Written instruction ->
Locate each line in the items below that contains the word "shirt" and copy it out. Case counts.
— START Source material —
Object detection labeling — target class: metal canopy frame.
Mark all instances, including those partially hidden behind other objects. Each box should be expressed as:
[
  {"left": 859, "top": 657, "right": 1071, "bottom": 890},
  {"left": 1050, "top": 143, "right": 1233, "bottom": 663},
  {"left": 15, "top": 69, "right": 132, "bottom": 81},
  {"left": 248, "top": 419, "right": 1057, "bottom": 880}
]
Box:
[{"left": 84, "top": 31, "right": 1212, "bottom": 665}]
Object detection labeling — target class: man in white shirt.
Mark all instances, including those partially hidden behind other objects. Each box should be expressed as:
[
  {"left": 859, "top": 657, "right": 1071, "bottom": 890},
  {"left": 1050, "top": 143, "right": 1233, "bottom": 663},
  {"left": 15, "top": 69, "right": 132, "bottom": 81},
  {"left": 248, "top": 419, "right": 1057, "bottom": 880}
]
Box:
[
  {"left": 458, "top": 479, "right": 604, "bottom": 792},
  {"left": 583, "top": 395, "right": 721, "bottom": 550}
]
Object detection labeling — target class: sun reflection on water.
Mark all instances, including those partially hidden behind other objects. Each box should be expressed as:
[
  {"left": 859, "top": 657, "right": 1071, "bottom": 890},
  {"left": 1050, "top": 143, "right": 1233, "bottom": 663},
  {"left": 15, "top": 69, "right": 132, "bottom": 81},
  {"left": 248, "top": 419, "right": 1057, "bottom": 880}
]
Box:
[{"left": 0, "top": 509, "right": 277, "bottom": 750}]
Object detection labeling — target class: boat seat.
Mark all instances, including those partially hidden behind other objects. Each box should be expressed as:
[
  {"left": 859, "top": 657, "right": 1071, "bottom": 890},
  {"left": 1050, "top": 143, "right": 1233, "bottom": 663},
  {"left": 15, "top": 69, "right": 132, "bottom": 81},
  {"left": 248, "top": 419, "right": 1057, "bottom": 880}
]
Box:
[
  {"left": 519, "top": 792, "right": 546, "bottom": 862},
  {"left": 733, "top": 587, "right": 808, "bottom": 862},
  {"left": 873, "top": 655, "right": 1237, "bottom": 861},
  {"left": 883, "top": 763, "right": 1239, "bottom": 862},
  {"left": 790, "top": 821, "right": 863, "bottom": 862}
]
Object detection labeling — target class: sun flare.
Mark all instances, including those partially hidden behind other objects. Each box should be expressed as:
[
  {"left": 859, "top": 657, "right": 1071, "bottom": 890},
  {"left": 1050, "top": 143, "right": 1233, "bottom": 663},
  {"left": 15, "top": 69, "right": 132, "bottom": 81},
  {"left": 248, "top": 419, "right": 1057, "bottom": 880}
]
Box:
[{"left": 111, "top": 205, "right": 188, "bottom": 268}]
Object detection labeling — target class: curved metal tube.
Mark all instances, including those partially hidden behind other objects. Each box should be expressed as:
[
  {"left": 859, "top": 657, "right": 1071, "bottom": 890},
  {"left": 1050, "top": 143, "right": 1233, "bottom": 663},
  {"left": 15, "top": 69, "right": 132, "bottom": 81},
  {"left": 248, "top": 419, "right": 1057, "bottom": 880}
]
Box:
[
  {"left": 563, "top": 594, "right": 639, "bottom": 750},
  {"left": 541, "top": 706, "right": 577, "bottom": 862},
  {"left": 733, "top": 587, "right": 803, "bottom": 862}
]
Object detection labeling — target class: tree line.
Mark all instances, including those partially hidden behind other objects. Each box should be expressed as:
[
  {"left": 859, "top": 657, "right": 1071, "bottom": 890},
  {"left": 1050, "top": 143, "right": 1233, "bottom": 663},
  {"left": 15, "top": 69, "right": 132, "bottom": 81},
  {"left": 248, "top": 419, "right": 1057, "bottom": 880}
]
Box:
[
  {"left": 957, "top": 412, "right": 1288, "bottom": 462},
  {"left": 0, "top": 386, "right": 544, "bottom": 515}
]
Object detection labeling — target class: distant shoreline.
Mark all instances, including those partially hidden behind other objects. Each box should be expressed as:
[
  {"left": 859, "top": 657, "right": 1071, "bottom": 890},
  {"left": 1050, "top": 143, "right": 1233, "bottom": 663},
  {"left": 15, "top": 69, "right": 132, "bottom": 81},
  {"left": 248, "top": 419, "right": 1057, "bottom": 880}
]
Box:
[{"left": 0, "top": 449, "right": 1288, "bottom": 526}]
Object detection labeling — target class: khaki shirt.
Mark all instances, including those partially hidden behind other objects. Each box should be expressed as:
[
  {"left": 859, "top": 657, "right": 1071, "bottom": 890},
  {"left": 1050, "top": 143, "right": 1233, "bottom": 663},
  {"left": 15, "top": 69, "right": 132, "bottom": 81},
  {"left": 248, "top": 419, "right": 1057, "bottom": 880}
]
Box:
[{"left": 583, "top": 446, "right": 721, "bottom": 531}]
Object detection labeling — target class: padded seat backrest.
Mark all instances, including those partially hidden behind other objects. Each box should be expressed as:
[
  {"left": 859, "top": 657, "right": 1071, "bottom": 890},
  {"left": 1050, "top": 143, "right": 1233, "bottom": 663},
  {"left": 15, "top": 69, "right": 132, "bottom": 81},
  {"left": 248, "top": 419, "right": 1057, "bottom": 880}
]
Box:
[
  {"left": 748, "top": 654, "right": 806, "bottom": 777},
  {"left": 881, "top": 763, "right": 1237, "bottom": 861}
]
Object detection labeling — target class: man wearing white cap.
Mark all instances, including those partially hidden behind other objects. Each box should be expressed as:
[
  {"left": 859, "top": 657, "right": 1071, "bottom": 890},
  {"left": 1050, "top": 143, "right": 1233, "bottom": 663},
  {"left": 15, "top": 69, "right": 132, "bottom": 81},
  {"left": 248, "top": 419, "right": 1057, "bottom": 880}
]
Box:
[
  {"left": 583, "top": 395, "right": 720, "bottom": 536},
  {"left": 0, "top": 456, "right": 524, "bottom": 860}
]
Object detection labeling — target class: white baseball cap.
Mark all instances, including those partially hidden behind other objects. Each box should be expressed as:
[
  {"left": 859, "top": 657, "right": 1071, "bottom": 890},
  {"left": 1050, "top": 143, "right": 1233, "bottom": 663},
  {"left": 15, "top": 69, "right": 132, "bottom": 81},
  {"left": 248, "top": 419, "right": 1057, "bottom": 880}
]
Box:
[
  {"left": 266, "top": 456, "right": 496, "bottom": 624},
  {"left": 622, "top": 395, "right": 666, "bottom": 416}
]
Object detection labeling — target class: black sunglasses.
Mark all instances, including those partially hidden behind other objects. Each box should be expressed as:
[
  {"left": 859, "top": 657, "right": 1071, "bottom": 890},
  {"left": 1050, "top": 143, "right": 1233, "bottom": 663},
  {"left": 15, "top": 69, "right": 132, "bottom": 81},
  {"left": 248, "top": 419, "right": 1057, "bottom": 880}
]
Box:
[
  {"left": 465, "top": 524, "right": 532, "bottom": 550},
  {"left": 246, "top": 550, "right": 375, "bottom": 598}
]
— END Source material —
Exercise output ->
Object detection labeling — target class: man in white shirt.
Object detection labeling — target class: khaki shirt.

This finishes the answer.